## SOURCE EXTRACT:
# Puppy lunging and biting



## Cassie44 (May 3, 2012)

In the last few weeks my 3.5 month old GSD has starting lunging and biting at me when she gets excited. It happens about once a day, usually in the evening....like a switch. If I take something out her mouth that she shouldn't have she will sometimes lunge at me, often clenching onto my hand or arm. It feels like she is suddenly very frustrated and needs to attack something. I'm hoping this isn't the beginning of aggression...and more of a puppy behaviour. Its like she's testing my authority and patience. 

My dog trainer showed me how to pin her on her side and its seems to work most of the time, however the odd time it seems to aggravate her. I really don't want her to become aggressive and it can be really scary at times.

Has this every happened with anyone else? She gets plenty of walks and play so I don't think its a physical frustration.


----------



## Twyla (Sep 18, 2011)

This is puppy behavior. Keep chew toys close by, maybe even carry 1 or 2 around the house. Each time she tries to nip you, offer the toy instead. They do grow out of this phase, just keep redirecting her.

Please don't pin the puppy. She isn't challenging you or becoming aggressive, just being a puppy. What the pinning _may_ do is cause problems with her trust in you.


----------



## Cassie44 (May 3, 2012)

Pinning is the wrong word for this. Its just laying her gently on her side so that she can get used to me touching her paws/mouth etc. Its not aggressive pinning like it sounds, just puts her in a position where she has no choice but to relax. I've tried giving her chew toys but it is very much directed at me, so she will go around them to get at me. Its not the typical puppy nipping that she was doing a month ago.


----------



## Blanketback (Apr 27, 2012)

My puppy did the same thing. He's 6 months old now and thankfully he stopped! What I had to do was take him out for a quick walk, nothing else would calm him down. I played ball too, but this revved him up. He just had too much energy to deal with. He was quite the brat, in a lovable, possessed kind of way.


----------



## Cassie44 (May 3, 2012)

Possessed! That is exactly the word I would use. She can be amazingly well behaved most of the time and then a switch will go off and she can't attack something fast enough! I'm trying not to take it as a personal attack but I am the one she spends most of her time with. Do they change quite a bit by 6 months?


----------



## zyppi (Jun 2, 2006)

Try turning from her and ignoring her when she's out of control. Behavior that gets a reaction is sometimes repeated just to get attention.

Give her plenty of exercise and attention for good behaviors.


----------



## msvette2u (Mar 20, 2006)

It doesn't matter what you call it really, pinning or holding the puppy down will just frustrate it.
If you do want to "pin" or hold her down, do it with a leash and your foot. Attach the leash then stick it under your foot, and give her about a foot of leash.

## EXERCISE BRIEF:
Write the next part of the forum thread about a puppy lunging and biting, picking up right after its final sentence.

(Data records)

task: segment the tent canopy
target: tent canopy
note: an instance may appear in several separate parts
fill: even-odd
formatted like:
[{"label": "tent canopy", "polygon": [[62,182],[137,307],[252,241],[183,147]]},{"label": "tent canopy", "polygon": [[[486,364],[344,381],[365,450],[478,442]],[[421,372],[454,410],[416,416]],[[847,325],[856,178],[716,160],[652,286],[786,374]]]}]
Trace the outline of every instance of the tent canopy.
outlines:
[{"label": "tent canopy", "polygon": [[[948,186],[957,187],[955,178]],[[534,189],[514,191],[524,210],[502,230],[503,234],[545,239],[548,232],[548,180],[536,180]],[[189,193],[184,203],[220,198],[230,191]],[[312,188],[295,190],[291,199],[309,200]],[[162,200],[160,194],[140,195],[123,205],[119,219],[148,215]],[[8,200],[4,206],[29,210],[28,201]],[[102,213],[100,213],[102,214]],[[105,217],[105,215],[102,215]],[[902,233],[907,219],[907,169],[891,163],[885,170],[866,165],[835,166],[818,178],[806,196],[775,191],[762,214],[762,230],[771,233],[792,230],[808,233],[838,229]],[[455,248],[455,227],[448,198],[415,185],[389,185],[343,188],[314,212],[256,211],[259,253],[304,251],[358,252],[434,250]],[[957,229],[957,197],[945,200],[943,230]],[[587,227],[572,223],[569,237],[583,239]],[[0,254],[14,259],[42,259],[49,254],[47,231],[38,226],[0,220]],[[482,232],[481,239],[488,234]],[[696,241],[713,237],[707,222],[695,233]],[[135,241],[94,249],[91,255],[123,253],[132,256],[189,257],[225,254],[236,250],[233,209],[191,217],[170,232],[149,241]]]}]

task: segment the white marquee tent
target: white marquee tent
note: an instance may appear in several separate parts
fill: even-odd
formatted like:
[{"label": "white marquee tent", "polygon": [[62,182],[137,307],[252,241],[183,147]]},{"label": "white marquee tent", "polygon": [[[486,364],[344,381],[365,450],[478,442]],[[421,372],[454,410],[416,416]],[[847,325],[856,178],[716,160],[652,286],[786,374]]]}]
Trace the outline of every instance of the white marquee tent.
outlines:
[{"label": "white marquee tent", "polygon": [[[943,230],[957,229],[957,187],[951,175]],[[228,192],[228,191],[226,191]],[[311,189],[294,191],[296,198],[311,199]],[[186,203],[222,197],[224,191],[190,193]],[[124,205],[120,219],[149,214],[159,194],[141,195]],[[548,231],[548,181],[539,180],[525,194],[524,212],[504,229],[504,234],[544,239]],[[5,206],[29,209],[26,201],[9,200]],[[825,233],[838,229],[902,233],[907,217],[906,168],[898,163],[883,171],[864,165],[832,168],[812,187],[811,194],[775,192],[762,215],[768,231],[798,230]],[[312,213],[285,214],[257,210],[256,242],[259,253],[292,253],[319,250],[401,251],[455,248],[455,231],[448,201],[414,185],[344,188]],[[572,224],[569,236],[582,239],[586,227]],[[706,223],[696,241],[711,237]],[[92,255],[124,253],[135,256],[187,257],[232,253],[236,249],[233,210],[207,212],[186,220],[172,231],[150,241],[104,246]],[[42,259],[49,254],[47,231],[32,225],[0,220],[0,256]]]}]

## FINAL RESULT:
As SOON as she calms herself, let up. Only do this once a day or so.

For the "hyper" times, it is normal puppy behavior and she probably just wants to play more, if you can, get a tug and work with her, getting her energy out instead of trying to squelch it.


----------



## Lakl (Jul 23, 2011)

Cassie44 said:


> Lakl said:
> 
> 
> > I'm gonna be honest here, and this is based just off what you told us here and in your other post, but this may not be the breed for you, and perhaps rehoming her is the right thing for both of you. It kinda bothers me that at 4 months old, she "frightens you" and is "kinda scary". GSD pups are known for this type of behavior, and it's not something you should be ashamed of, but you just may not be equipped to handle it.
> ...


----------



## Cassie44 (May 3, 2012)

Lakl said:


> Cassie44 said:
> 
> 
> > Don't get me wrong, I think if you found your footing and bond with this pup, it would be a wonderful thing. My comments were related to what you yourself posted earlier in the thread about thinking she'd be better off with a family that had other dogs.
> ...


----------



## Lakl (Jul 23, 2011)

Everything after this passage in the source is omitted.